**SELECTED TEXT**.
>> START
Monday, September 29, 2008

The Amazing Anxiety Attack

This morning after I took the kids to school, I curled up on my couch and pulled up last night's premier of the "Amazing Race" on my
Tivo. I don't usually watch TV during the day (mainly because I spend every night glued to it like Amy Whinehouse to a crackpipe), but it was raining out (with thunder and lightening!) and it just seemed like one of those 'stay at home in front of the telly' days. 

I've always been a big fan of the Amazing Race, and one of these days I may even talk Parker into trying out with me (we would most certainly lose on the first leg of the race - but we'd get a free trip to god-knows-where, probably the poorest Mexican village  on planet earth where Parker would curse like a truck driver around every corner).
>> END
**RECORDED DATA**.
>> START
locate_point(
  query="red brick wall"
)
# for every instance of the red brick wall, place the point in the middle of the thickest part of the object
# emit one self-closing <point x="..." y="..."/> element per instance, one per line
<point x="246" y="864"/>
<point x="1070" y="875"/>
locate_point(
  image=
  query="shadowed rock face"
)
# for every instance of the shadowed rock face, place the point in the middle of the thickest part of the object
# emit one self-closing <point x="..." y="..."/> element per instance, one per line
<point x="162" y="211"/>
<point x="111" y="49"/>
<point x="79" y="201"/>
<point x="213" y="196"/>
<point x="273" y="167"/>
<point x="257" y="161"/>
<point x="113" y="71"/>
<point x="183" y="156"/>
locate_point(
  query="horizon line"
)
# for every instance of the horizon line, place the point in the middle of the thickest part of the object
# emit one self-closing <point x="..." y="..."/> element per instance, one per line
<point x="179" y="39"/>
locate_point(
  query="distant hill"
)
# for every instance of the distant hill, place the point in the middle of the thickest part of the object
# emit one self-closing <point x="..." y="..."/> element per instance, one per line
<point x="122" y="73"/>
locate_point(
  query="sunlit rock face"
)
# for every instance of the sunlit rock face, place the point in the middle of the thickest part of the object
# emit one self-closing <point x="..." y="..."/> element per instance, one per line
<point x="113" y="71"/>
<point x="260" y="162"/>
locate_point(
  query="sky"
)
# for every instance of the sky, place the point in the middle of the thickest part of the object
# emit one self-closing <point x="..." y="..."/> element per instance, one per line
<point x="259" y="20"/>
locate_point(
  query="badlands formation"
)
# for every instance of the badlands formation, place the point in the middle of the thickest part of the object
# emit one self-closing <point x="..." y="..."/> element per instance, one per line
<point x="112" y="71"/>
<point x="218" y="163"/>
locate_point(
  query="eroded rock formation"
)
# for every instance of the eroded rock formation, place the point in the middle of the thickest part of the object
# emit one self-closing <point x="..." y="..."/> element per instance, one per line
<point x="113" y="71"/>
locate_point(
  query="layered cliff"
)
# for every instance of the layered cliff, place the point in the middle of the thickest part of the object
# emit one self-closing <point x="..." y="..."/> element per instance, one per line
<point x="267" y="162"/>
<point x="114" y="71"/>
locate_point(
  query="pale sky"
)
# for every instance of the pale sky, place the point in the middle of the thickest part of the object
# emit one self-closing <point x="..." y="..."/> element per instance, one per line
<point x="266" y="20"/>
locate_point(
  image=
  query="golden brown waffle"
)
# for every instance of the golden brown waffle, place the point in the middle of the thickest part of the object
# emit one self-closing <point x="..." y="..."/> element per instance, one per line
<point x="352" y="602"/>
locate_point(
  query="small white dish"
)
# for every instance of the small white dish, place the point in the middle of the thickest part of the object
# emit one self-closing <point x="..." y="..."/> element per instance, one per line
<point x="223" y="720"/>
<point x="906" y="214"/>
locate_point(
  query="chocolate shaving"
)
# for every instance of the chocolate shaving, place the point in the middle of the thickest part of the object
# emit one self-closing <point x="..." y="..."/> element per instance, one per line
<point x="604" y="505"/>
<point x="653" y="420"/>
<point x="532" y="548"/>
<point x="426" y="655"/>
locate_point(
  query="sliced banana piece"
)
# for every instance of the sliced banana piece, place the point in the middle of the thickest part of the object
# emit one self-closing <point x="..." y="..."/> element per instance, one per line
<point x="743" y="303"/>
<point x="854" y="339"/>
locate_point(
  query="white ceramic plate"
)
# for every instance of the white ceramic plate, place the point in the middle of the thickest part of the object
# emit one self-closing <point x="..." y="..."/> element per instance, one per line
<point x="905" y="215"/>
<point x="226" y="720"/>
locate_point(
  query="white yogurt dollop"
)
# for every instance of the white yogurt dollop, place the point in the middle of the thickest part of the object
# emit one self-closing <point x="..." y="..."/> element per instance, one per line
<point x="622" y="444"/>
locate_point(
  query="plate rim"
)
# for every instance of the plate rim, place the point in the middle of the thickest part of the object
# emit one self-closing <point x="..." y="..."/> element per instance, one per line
>> END
**EXERCISE TASKS**.
- a) Write out, word for word, the stretch of the Amazing Race post from "The Amazing Anxiety" through "around every corner).".
- b) Show every line in the records that contains the string "plate".

**RESPONSE LIST**.
- a)
The Amazing Anxiety Attack

This morning after I took the kids to school, I curled up on my couch and pulled up last night's premier of the "Amazing Race" on my
Tivo. I don't usually watch TV during the day (mainly because I spend every night glued to it like Amy Whinehouse to a crackpipe), but it was raining out (with thunder and lightening!) and it just seemed like one of those 'stay at home in front of the telly' days. 

I've always been a big fan of the Amazing Race, and one of these days I may even talk Parker into trying out with me (we would most certainly lose on the first leg of the race - but we'd get a free trip to god-knows-where, probably the poorest Mexican village  on planet earth where Parker would curse like a truck driver around every corner).

- b)
  query="white ceramic plate"
# for every instance of the white ceramic plate, place the point in the middle of the thickest part of the object
  query="plate rim"
# for every instance of the plate rim, place the point in the middle of the thickest part of the object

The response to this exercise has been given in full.